» WORK REQUIRED: Tally the lines in the entries where the string "hillside" appears, and write only the total.

» MATERIAL PROVIDED:
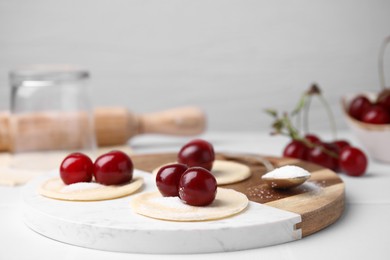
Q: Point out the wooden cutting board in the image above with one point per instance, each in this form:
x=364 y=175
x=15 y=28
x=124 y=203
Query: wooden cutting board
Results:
x=317 y=209
x=272 y=217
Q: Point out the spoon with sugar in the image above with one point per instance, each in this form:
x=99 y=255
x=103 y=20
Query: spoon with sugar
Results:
x=286 y=177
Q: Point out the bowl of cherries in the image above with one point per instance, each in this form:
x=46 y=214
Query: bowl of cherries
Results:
x=368 y=116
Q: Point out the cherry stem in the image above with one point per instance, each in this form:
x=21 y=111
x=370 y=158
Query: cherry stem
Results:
x=306 y=115
x=330 y=116
x=381 y=66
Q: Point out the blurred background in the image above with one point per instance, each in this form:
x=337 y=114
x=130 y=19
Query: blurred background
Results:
x=231 y=58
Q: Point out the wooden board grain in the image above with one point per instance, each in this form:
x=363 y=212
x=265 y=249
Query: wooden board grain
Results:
x=318 y=209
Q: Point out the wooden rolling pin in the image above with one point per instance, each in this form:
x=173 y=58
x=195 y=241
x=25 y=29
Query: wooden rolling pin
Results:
x=113 y=126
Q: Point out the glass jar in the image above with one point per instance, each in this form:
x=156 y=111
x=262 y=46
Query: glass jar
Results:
x=50 y=110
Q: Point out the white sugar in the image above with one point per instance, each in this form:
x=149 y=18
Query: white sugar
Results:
x=287 y=171
x=80 y=186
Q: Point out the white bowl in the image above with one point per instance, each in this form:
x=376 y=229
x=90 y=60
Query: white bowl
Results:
x=375 y=138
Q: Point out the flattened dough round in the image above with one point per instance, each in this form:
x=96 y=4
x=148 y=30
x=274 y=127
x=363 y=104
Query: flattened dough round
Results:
x=54 y=188
x=226 y=172
x=228 y=202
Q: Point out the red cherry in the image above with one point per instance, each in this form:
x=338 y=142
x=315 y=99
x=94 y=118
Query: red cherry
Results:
x=341 y=144
x=113 y=168
x=197 y=152
x=76 y=167
x=197 y=187
x=353 y=161
x=358 y=106
x=168 y=177
x=296 y=149
x=384 y=101
x=319 y=156
x=376 y=115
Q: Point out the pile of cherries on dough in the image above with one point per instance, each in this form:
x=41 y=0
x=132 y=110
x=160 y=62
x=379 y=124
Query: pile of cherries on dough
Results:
x=338 y=155
x=112 y=168
x=377 y=112
x=190 y=179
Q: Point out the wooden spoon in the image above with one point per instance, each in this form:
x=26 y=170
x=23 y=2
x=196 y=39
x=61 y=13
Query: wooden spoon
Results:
x=288 y=177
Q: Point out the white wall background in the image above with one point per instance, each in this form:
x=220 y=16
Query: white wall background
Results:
x=232 y=58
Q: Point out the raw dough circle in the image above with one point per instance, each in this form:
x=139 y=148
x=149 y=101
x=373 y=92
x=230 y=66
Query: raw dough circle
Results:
x=226 y=172
x=228 y=202
x=54 y=188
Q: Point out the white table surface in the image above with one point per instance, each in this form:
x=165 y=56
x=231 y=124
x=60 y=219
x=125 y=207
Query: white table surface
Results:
x=361 y=233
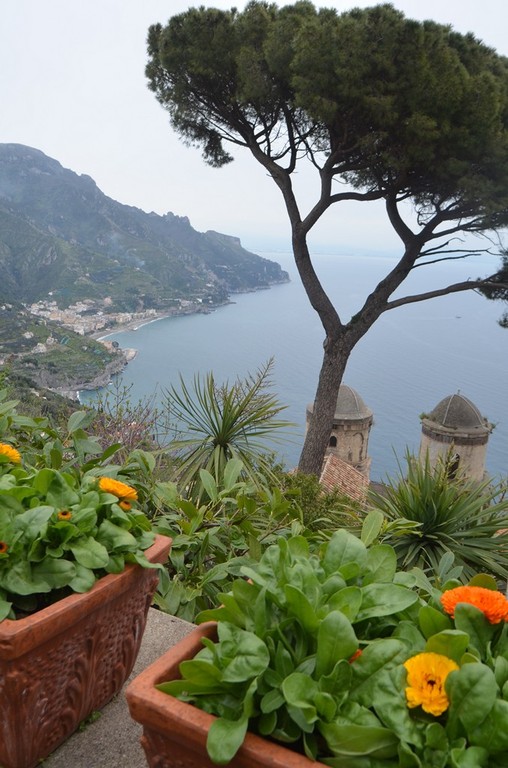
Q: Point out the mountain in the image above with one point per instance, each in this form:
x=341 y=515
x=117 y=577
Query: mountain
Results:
x=62 y=238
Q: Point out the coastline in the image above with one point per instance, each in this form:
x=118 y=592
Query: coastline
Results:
x=128 y=354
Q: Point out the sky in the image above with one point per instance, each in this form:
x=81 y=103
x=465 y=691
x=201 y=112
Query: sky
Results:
x=72 y=85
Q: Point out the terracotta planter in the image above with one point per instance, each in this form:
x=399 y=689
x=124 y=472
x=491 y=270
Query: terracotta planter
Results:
x=174 y=733
x=69 y=659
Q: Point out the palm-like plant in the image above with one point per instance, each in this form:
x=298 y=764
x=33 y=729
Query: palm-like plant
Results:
x=223 y=422
x=429 y=514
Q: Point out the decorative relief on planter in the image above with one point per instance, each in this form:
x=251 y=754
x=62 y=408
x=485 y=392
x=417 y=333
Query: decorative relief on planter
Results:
x=70 y=659
x=174 y=732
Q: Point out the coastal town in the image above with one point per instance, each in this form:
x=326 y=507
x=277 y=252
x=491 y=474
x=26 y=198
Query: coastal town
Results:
x=92 y=318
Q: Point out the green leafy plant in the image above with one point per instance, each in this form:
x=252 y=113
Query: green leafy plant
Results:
x=286 y=641
x=222 y=422
x=430 y=514
x=213 y=539
x=338 y=656
x=67 y=516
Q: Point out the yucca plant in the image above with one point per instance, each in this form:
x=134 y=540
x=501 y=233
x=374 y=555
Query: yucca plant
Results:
x=429 y=513
x=225 y=421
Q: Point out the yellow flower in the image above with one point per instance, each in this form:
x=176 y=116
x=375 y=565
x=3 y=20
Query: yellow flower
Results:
x=11 y=453
x=493 y=605
x=123 y=491
x=426 y=675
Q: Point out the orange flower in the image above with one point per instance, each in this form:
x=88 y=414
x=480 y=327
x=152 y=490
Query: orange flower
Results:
x=11 y=453
x=121 y=490
x=493 y=605
x=426 y=675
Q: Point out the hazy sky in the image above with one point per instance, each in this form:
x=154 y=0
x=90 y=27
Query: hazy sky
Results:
x=72 y=84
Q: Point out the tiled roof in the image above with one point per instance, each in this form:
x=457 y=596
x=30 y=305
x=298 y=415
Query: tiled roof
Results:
x=337 y=474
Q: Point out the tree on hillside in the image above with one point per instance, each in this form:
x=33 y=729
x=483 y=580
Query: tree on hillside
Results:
x=383 y=108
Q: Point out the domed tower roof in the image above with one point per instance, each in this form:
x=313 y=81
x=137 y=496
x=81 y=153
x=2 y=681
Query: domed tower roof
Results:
x=350 y=405
x=456 y=418
x=457 y=412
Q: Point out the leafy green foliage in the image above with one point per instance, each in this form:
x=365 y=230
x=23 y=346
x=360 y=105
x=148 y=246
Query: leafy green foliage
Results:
x=213 y=539
x=322 y=511
x=285 y=663
x=432 y=515
x=60 y=528
x=223 y=422
x=285 y=640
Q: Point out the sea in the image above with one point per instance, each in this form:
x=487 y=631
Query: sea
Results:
x=411 y=359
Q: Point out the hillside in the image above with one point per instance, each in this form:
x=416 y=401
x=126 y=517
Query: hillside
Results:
x=61 y=237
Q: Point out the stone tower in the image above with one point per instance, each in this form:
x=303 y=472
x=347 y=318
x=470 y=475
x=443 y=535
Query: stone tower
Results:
x=455 y=429
x=349 y=438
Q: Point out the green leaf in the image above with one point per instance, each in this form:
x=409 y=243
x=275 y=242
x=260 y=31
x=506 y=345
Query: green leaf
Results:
x=301 y=607
x=299 y=691
x=249 y=656
x=451 y=643
x=472 y=691
x=492 y=733
x=5 y=609
x=90 y=553
x=336 y=640
x=343 y=549
x=115 y=538
x=432 y=621
x=384 y=600
x=348 y=600
x=225 y=738
x=470 y=757
x=56 y=573
x=33 y=522
x=484 y=580
x=209 y=484
x=381 y=564
x=371 y=527
x=20 y=580
x=83 y=580
x=358 y=740
x=232 y=472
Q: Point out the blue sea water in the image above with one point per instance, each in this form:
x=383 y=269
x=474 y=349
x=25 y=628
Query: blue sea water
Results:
x=409 y=360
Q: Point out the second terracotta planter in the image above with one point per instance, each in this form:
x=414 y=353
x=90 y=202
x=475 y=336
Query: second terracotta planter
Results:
x=69 y=659
x=174 y=732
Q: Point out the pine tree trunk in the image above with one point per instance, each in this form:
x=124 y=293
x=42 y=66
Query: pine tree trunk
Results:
x=319 y=429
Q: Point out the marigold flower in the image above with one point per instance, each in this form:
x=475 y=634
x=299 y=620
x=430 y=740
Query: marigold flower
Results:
x=11 y=453
x=426 y=675
x=123 y=491
x=493 y=605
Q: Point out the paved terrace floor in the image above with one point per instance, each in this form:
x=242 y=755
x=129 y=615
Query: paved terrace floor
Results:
x=112 y=741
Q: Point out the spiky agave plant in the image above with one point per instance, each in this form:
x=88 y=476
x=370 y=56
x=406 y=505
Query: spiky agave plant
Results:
x=225 y=421
x=453 y=514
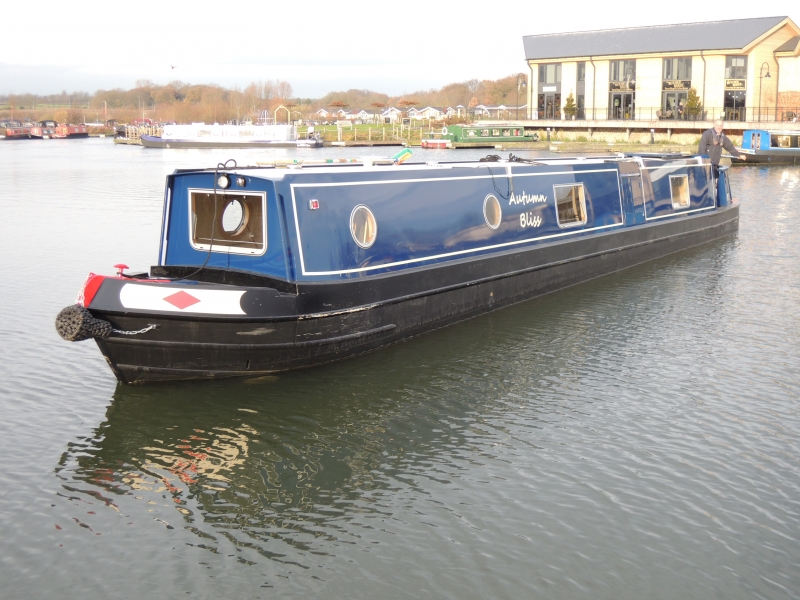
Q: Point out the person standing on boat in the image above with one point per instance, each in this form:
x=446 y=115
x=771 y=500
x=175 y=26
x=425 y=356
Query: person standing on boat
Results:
x=712 y=143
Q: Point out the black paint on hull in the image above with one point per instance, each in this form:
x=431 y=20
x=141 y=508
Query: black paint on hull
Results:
x=333 y=321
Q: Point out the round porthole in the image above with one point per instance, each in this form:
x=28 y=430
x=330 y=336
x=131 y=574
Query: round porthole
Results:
x=234 y=217
x=492 y=211
x=363 y=226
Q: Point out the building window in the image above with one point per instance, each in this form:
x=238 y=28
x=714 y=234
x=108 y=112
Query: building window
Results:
x=677 y=69
x=550 y=73
x=676 y=79
x=735 y=67
x=550 y=106
x=622 y=70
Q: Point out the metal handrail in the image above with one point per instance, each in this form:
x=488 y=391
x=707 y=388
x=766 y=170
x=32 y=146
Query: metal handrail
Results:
x=783 y=114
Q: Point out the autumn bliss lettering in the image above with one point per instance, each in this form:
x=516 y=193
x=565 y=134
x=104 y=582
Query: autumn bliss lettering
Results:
x=524 y=198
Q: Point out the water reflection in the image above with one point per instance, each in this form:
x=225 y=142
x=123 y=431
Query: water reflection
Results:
x=296 y=465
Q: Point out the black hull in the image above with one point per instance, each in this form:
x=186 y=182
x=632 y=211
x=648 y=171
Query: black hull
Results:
x=334 y=321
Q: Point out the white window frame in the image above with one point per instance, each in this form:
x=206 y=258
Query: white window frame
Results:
x=679 y=205
x=583 y=205
x=220 y=247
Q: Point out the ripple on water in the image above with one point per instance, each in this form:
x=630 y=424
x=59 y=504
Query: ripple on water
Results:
x=635 y=435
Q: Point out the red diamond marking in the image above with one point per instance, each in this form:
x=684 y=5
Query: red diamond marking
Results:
x=182 y=300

» WRITTEN SOLUTION: 4